──────── Records to process

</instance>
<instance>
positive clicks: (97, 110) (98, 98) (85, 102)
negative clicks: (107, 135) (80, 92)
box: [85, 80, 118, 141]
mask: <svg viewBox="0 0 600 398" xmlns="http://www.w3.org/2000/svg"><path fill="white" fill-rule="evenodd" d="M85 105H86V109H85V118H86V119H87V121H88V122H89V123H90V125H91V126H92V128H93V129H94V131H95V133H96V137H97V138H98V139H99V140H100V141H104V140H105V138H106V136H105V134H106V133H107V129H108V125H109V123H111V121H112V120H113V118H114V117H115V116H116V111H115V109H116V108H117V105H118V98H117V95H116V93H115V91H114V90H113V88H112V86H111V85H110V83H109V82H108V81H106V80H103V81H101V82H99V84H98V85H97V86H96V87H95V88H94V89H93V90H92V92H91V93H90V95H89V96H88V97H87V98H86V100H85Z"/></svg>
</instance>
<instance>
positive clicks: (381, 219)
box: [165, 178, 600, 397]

────────────────

Copy all the entries above again, swapping every "positive clicks" for "foreground clicks" and changing nothing else.

**Answer:**
</instance>
<instance>
foreground clicks: (97, 110) (98, 98) (85, 102)
negative clicks: (107, 135) (80, 92)
box: [85, 80, 118, 141]
mask: <svg viewBox="0 0 600 398" xmlns="http://www.w3.org/2000/svg"><path fill="white" fill-rule="evenodd" d="M85 105H86V109H85V118H86V119H87V121H88V122H89V123H90V125H91V126H92V128H93V129H94V131H95V133H96V137H97V138H98V139H99V140H100V141H104V140H105V138H106V136H105V134H106V133H107V129H108V125H109V123H111V121H112V120H113V118H114V117H115V116H116V111H115V109H116V108H117V105H118V98H117V95H116V93H115V91H114V90H113V88H112V86H111V85H110V83H109V82H108V81H106V80H103V81H101V82H99V84H98V85H97V86H96V87H95V88H94V89H93V90H92V92H91V93H90V95H89V96H88V97H87V98H86V100H85Z"/></svg>
</instance>
<instance>
foreground clicks: (381, 219)
box: [165, 178, 600, 397]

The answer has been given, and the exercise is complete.